All the entries, exactly as they read, must be written out again.

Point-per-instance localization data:

====================

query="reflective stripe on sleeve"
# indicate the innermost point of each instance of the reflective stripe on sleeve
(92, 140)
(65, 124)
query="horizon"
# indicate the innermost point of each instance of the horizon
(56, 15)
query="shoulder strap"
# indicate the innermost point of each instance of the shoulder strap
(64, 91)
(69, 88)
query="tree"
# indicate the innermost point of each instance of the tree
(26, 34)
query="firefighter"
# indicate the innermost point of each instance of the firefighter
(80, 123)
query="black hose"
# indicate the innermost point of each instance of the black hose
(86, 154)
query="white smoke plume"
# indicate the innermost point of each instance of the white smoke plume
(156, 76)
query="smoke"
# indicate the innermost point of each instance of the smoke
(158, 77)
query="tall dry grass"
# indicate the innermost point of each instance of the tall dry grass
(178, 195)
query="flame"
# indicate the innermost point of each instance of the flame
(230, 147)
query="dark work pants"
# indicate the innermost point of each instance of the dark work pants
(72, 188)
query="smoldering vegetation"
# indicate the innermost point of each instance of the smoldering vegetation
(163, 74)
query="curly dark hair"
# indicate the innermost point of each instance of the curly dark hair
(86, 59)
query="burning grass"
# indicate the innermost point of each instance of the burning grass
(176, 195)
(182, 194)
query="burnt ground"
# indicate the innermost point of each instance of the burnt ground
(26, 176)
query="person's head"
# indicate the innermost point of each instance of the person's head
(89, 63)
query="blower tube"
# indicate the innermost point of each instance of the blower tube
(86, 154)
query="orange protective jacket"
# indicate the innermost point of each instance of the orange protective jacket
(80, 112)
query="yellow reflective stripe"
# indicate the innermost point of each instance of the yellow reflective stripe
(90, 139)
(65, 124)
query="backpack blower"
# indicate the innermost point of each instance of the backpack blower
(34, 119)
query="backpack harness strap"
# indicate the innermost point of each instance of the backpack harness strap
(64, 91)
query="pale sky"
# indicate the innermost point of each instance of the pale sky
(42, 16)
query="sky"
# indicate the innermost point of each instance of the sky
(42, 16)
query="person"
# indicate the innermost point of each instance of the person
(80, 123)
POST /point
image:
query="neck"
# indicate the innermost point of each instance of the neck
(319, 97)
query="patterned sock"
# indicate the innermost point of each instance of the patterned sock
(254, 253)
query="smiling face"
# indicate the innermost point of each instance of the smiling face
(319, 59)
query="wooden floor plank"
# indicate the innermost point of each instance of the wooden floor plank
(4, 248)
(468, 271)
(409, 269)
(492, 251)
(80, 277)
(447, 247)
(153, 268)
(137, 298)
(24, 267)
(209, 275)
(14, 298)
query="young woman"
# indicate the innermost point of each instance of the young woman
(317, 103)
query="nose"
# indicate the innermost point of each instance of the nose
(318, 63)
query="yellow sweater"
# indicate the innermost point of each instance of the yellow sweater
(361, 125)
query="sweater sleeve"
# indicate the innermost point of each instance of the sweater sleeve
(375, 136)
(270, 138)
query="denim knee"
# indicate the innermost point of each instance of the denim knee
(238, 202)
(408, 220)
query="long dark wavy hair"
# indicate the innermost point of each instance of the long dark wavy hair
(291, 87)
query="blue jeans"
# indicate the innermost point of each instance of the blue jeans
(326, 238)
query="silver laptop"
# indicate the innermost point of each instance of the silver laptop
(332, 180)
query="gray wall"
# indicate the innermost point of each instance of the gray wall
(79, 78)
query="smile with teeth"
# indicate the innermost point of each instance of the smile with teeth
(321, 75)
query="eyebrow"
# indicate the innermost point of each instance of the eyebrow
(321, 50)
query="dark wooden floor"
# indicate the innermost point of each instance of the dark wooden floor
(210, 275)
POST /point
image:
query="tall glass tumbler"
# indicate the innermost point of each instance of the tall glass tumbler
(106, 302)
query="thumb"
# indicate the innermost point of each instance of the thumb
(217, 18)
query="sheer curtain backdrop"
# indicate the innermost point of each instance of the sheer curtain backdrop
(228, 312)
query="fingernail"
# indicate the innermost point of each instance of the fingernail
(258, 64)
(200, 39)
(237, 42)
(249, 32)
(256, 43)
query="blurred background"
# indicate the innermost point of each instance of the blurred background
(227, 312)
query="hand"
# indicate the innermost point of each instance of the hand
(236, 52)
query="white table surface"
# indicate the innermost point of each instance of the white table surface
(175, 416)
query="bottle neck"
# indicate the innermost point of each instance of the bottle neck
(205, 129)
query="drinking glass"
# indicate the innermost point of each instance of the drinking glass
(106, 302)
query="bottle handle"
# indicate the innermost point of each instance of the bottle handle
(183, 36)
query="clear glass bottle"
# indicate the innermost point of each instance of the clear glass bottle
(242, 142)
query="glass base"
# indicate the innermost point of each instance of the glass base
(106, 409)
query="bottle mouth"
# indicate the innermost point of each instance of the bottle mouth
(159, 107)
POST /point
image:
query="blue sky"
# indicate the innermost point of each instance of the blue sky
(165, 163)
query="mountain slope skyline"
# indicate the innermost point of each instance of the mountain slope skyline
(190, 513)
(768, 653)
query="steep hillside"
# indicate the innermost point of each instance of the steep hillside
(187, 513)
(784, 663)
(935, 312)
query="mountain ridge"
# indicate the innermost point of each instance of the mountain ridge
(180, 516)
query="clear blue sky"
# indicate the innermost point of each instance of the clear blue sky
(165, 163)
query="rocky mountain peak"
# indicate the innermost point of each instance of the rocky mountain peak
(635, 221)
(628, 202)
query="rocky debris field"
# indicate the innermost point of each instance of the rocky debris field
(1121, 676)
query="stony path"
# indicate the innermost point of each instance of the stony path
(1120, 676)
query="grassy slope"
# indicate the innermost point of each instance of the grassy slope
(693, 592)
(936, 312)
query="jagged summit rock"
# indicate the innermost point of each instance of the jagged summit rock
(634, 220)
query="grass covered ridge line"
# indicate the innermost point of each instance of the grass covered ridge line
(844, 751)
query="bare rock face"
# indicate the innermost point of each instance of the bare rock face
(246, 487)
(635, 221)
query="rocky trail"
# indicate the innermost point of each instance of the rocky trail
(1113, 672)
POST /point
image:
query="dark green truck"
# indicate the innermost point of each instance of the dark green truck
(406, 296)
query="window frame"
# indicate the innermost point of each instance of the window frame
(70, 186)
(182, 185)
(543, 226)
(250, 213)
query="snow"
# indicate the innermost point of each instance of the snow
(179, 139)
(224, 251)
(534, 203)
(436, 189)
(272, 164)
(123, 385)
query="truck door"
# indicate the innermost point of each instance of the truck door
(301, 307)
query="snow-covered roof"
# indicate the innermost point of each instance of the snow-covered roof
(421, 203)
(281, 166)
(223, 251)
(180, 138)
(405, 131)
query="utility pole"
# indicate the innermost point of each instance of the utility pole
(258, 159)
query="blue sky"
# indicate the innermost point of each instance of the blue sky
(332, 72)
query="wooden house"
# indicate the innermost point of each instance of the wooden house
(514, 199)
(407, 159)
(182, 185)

====================

▶ [YOUR RESPONSE]
query="reflective stripe on sleeve"
# indicate the innermost point of each instance of the reflective stripe on sleeve
(92, 140)
(65, 124)
query="horizon"
# indicate the innermost point of each instance of the horizon
(56, 15)
query="shoulder strap"
# indicate the innermost point of each instance of the shoulder strap
(64, 91)
(69, 88)
query="tree"
# indicate the innermost point of each instance of the tree
(26, 34)
query="firefighter"
# indicate the innermost point of each instance of the firefighter
(80, 123)
query="black hose"
# indicate the innermost point of each instance of the black hose
(86, 154)
query="white smoke plume"
# indicate the innermost point of each instance of the white smoke plume
(156, 76)
query="smoke"
# indicate the innermost point of each instance of the smoke
(158, 77)
query="tall dry grass"
# indicate the innermost point of each instance of the tall dry grass
(178, 195)
query="flame"
# indicate the innermost point of each instance of the flame
(230, 147)
query="dark work pants"
# indicate the innermost point of each instance of the dark work pants
(72, 188)
query="smoldering vegetation"
# indicate the innermost point of each instance of the smoldering vegetation
(163, 74)
query="curly dark hair"
# indicate the innermost point of each instance of the curly dark hair
(86, 59)
query="burning grass"
# indicate the innermost point of each instance of the burning grass
(176, 195)
(182, 194)
query="burnt ground"
# indicate the innermost point of each instance of the burnt ground
(26, 176)
query="person's head"
# indicate the innermost point of each instance of the person's head
(89, 63)
query="blower tube"
# indicate the innermost point of each instance of the blower tube
(86, 154)
query="orange protective jacket"
# indicate the innermost point of each instance of the orange protective jacket
(80, 112)
query="yellow reflective stripe"
# indicate the innermost point of each instance of the yellow reflective stripe
(90, 139)
(65, 124)
query="backpack blower"
# indicate the innermost point of each instance of the backpack blower
(34, 119)
query="backpack harness strap"
# indicate the innermost point of each instance of the backpack harness strap
(64, 91)
query="pale sky"
# indicate the innermost point of each instance of the pale sky
(42, 16)
query="sky"
# indicate the innermost point of each instance of the sky
(42, 16)
query="person"
# indicate the innermost point of each instance of the person
(80, 123)
POST /point
image:
query="neck"
# indicate the innermost point of each instance of the neck
(319, 97)
query="patterned sock"
# indicate the innermost point of each instance of the patterned sock
(254, 253)
query="smiling face"
# indicate the innermost point of each instance of the smiling face
(319, 59)
query="wooden floor plank"
# indicate the innermost point of each instance of the wooden floor plank
(4, 248)
(468, 271)
(409, 269)
(492, 251)
(80, 277)
(447, 247)
(153, 268)
(137, 298)
(24, 267)
(209, 275)
(14, 298)
query="young woman"
# indicate the innermost point of each instance of the young woman
(317, 103)
query="nose"
# indicate the innermost point of each instance of the nose
(318, 63)
query="yellow sweater"
# indicate the innermost point of each instance of the yellow sweater
(361, 125)
query="sweater sleeve"
# indicate the innermost point of each instance of the sweater sleeve
(375, 136)
(270, 138)
query="denim knee"
# indicate the innermost point of each instance of the denim knee
(238, 202)
(408, 220)
query="long dark wavy hair"
# indicate the innermost point of each instance of the long dark wavy hair
(291, 87)
query="blue jeans"
# indicate the innermost point of each instance of the blue jeans
(326, 238)
query="silver laptop"
# indicate the innermost point of each instance of the silver laptop
(332, 180)
query="gray wall"
# indicate the innermost point of each instance of the gray wall
(79, 78)
query="smile with teeth"
# indicate the innermost point of each instance of the smile with teeth
(321, 75)
query="eyebrow"
# indicate the innermost point of each instance of the eyebrow
(321, 50)
query="dark wooden floor"
# indicate the innermost point of each instance of the dark wooden floor
(210, 275)
POST /point
image:
query="tall glass tumbler"
# indicate the innermost point of each instance of the tall glass tumbler
(106, 302)
query="thumb"
# indicate the innermost point of each instance of the thumb
(217, 18)
query="sheer curtain backdrop"
# indicate the innermost point of each instance of the sheer curtain backdrop
(228, 312)
query="fingernail"
# indicate the innermost point of each instance of the fingernail
(258, 64)
(200, 39)
(237, 42)
(249, 32)
(256, 43)
query="blurred background"
# indicate the innermost point of each instance of the blurred background
(227, 312)
query="hand"
# indicate the innermost point of each instance of the hand
(236, 52)
query="white table surface"
# indicate the innermost point of each instance of the white table surface
(175, 416)
query="bottle neck"
# indicate the innermost point of each instance of the bottle neck
(205, 129)
query="drinking glass"
# indicate the innermost point of each instance of the drinking glass
(106, 302)
query="bottle handle"
# indicate the innermost point of each instance of the bottle handle
(183, 36)
query="clear glass bottle"
# indicate the innermost point of each instance of the clear glass bottle
(242, 142)
query="glass base"
# indicate the innermost point of each instance of the glass base
(106, 409)
query="bottle mouth"
# indicate the innermost point of each instance of the bottle mouth
(159, 107)
POST /point
image:
query="blue sky"
# indicate the innermost point of each instance of the blue sky
(165, 163)
query="mountain slope skyline"
# indicate the innermost point of each instance of the mountain slope skyline
(190, 513)
(768, 653)
query="steep hillside"
# indicate the innermost point of each instance of the steep hillside
(187, 513)
(784, 663)
(935, 312)
query="mountain ridge"
# indicate the innermost point of each instance of the mountain ridge
(180, 516)
query="clear blue sky"
# indicate the innermost point of each instance of the clear blue sky
(165, 163)
query="rocky mountain peak"
# indicate the innermost point of each instance of the rocky mountain peak
(635, 221)
(628, 202)
query="rocky debris field"
# indicate the innermost point of each instance of the rocky debris field
(1121, 676)
query="stony path"
# indicate the innermost point of each instance of the stony path
(1120, 676)
query="grassy slope"
# indicate the innermost point of each instance of the grassy slope
(693, 592)
(936, 312)
query="jagged summit rock"
# indicate the innermost point of each instance of the jagged summit rock
(634, 220)
query="grass covered ridge line"
# indicate the innermost point of each instance of the grass covered ridge line
(844, 751)
query="bare rock face"
# indicate the innermost point of each instance of the bare rock face
(246, 487)
(635, 221)
query="rocky trail"
# indicate the innermost point of each instance of the rocky trail
(1113, 672)
POST /point
image:
query="dark green truck"
# indicate the innermost point of each instance of the dark green truck
(406, 296)
query="window frame"
# indicate the innermost point of each instance of the window frame
(70, 186)
(182, 185)
(543, 226)
(250, 213)
query="snow"
# indicate the innermost point of each instance of the snow
(179, 139)
(224, 251)
(534, 203)
(436, 189)
(272, 164)
(123, 385)
query="truck door"
# indicate the innermost point of each instance of the truck door
(301, 307)
query="snow-covered roof"
# indicate the innermost point of each instance of the snow-covered roof
(421, 203)
(281, 166)
(223, 251)
(180, 138)
(405, 131)
query="utility pole"
# indicate the innermost point of each instance of the utility pole
(258, 159)
query="blue sky"
# indicate the innermost point of each instance of the blue sky
(332, 72)
query="wooden house"
# indicate the innermost point of each instance of the wooden house
(514, 199)
(407, 159)
(182, 185)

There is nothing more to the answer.